Pointing dataset excerpts
*-*-*

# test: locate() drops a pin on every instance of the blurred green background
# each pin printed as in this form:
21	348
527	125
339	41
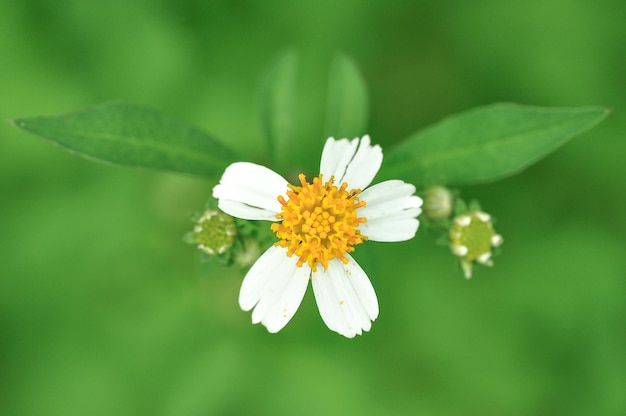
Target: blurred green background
104	311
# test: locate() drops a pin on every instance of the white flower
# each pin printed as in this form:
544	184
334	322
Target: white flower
318	224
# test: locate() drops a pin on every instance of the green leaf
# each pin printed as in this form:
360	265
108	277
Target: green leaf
348	104
486	143
129	135
277	105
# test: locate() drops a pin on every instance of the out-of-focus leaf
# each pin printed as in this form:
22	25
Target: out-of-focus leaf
129	135
277	105
486	143
347	109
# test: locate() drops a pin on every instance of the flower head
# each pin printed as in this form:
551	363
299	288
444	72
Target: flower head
318	224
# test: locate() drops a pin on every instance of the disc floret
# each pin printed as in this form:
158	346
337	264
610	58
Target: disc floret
319	221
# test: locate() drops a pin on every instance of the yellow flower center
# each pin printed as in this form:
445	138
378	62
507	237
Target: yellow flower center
319	222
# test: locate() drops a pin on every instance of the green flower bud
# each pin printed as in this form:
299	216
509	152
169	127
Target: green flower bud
438	203
215	232
472	238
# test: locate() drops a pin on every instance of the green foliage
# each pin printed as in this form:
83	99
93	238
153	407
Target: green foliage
347	108
486	143
130	135
277	105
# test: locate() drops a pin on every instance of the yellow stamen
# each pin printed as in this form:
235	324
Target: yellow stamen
319	222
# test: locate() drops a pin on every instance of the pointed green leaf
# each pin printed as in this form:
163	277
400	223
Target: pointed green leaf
130	135
347	109
277	105
486	143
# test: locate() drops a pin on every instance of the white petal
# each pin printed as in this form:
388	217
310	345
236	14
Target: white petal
364	166
276	285
390	211
250	191
336	156
345	297
390	229
348	163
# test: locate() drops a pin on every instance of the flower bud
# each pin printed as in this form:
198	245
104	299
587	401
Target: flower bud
214	232
472	238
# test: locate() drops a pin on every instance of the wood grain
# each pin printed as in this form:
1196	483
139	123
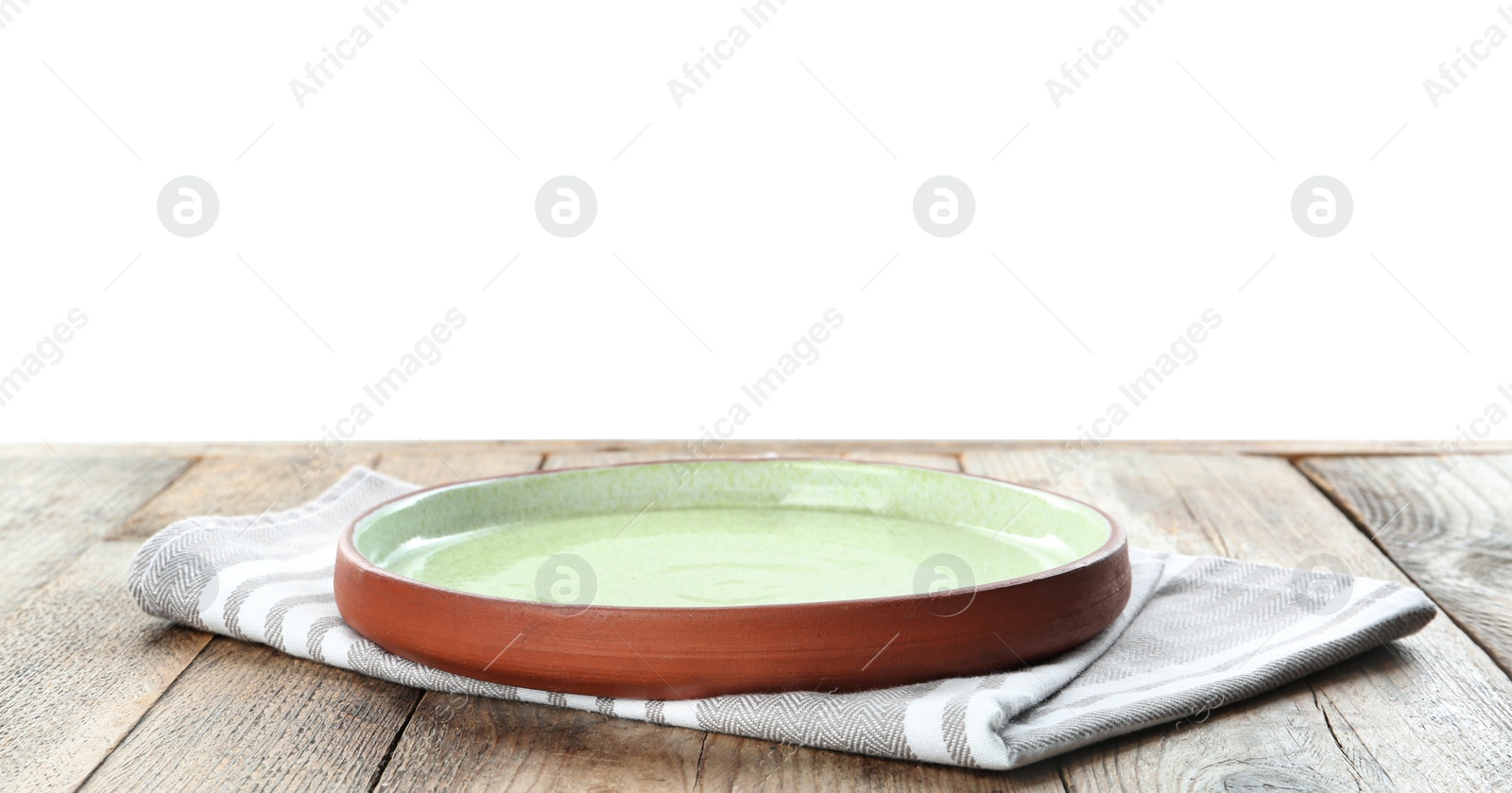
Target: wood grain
238	486
1396	716
79	664
53	508
246	715
1446	523
473	743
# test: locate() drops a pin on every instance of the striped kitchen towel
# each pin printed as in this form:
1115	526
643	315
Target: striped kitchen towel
1198	633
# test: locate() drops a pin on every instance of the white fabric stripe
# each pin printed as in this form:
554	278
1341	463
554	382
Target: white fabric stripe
253	616
631	709
231	578
336	645
299	622
924	720
871	724
1262	659
680	713
1365	589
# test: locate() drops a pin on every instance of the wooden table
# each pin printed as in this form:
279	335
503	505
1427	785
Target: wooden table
98	695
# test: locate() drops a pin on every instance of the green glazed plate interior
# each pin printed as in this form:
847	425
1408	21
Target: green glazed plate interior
728	533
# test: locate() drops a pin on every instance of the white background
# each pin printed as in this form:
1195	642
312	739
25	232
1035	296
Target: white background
750	211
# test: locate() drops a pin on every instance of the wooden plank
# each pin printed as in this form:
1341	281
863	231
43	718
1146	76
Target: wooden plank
79	664
473	743
1448	524
1398	716
52	509
246	715
445	465
239	486
249	716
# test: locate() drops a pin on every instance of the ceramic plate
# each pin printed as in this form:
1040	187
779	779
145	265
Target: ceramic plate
684	580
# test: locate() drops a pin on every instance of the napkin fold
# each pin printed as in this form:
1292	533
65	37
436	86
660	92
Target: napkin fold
1198	633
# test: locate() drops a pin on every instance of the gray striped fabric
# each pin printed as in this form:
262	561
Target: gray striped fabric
1198	633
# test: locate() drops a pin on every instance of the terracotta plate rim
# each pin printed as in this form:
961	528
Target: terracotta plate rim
348	553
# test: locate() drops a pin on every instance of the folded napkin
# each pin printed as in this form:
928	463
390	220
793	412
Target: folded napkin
1198	633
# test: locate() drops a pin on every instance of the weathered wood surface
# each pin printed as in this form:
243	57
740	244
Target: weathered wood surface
1448	523
79	664
239	486
53	508
244	715
1395	717
1428	713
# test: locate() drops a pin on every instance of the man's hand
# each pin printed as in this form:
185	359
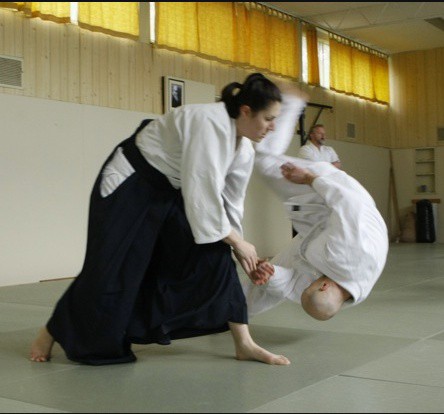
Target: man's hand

*-*-*

▶ [TASK DESCRIPTION]
Repeat the material above word for word, including every line, but leave out the pictures.

▶ [THE REPLY]
# test: locate() drops a pin on every instance of the blurred green background
# each pin printed as in this form:
21	348
527	125
339	41
Target: blurred green background
104	311
# test: locate() drops a pin on every instance of the white flower
# each pin printed as in this form:
544	184
334	322
Target: white flower
318	224
# test: locate() drops a pin on every instance of the green leaf
# each pin printed as in this form:
360	265
108	277
Target: green leaf
348	104
486	143
129	135
277	105
# test: locate() drops a pin on every instance of the out-of-focus leaf
# each pin printed as in this form:
22	25
Target: out-of-focus leaf
129	135
277	105
486	143
347	109
# test: locate() drops a pin on every instance of the flower head
# each pin printed as in this form:
551	363
299	288
444	72
Target: flower head
318	224
# test: locate() drops a pin on every instance of the disc floret
# each pin printed as in this form:
158	346
337	264
610	58
Target: disc floret
319	221
# test: locate() drops a pin on every instance of the yellow flower center
# each pin printed as in this form:
445	138
378	62
507	237
Target: yellow flower center
319	222
# test: locate() drops a pin on every instance of the green flower bud
# each pin printed as in this form:
299	216
509	152
169	127
Target: green flower bud
438	203
215	232
472	238
# test: locate() drops a pin on every instance of the green foliage
# each pin printed as in this form:
83	99
93	238
153	407
Target: green foliage
347	108
486	143
130	135
277	105
# test: locate() drops a pin on every instance of the yellow stamen
# each pin printed as in this form:
235	324
Target: yellow stamen
319	222
# test: locate() drops a pin on every instance of the pointed green leaf
# each pin printed as in this form:
163	277
400	223
Target: pointed green leaf
130	135
347	109
277	105
486	143
# test: locate() drops a pin on every instance of the white petal
# each pin printed as in this form:
388	217
310	345
236	14
Target: white petal
364	166
276	285
390	211
250	191
336	156
345	297
390	229
348	163
# test: locate() drops a pin on every instance of the flower bud
# each pin printed as in this form:
198	245
104	299
587	401
Target: flower bud
214	232
472	238
# test: locate() drops a pin on every instance of the wood grain
# each pin printed as in this form:
1196	483
139	123
Target: wood grain
238	486
1396	716
79	664
53	508
246	715
1446	523
473	743
# test: locate() drops a pin on every instance of the striped kitchen towel
# each pin printed as in this form:
1115	526
643	315
Target: striped kitchen towel
1198	633
# test: locate() drops a pin on every instance of the white fabric stripe
# each pin printed as in this form:
554	278
1341	463
554	382
Target: white fabric stripe
253	616
631	709
231	578
336	645
299	622
924	720
871	724
1262	659
680	713
1365	589
# test: locate() drops a pin on every instance of the wooden table
# each pin printed as in this form:
279	335
503	505
1427	785
Target: wooden table
98	695
# test: locate() drops a pin on every instance of the green glazed plate interior
# each pin printed as in this form:
847	425
1408	21
Target: green glazed plate interior
728	533
# test: locate() drops a pin on every instance of the white background
# each pin printed as in this form:
1195	642
312	739
25	232
1035	296
Target: white background
750	211
# test: locate() drops a pin on every instance of the wooden plank
# each pin printed as in this form:
1341	281
863	231
43	718
1146	76
Target: wooden plank
79	664
473	743
1448	524
1398	716
52	509
246	715
445	465
239	486
249	716
# test: locate() drops a pin on every instance of the ceramic plate
# each pin printed as in this form:
1040	187
779	779
145	265
Target: ceramic plate
684	580
# test: locate() drops a pin on every instance of the napkin fold
# each pin printed as in this form:
1292	533
65	37
436	86
660	92
Target: napkin fold
1198	633
# test: locate() drops a pin on every instance of the gray striped fabric
# each pin printed as in this form:
262	561
Target: gray striped fabric
1198	633
# test: locate() drops a pin on every instance of the terracotta plate rim
# each pin printed as in this form:
961	528
Target: terracotta plate rim
348	553
# test: locate() drops a pin on every instance of the folded napkin
# each pin printed as in this form:
928	463
390	220
793	412
Target: folded napkin
1198	633
# test: locate() drops a pin on every instance of the weathered wood surface
# each pin printed as in this form:
243	57
740	244
Target: weathered wood surface
1448	523
79	664
239	486
53	508
244	715
1395	717
1428	713
# test: locate() drops a pin on every instance of the man's hand
# each pin printed as in this form:
185	359
Target: man's hand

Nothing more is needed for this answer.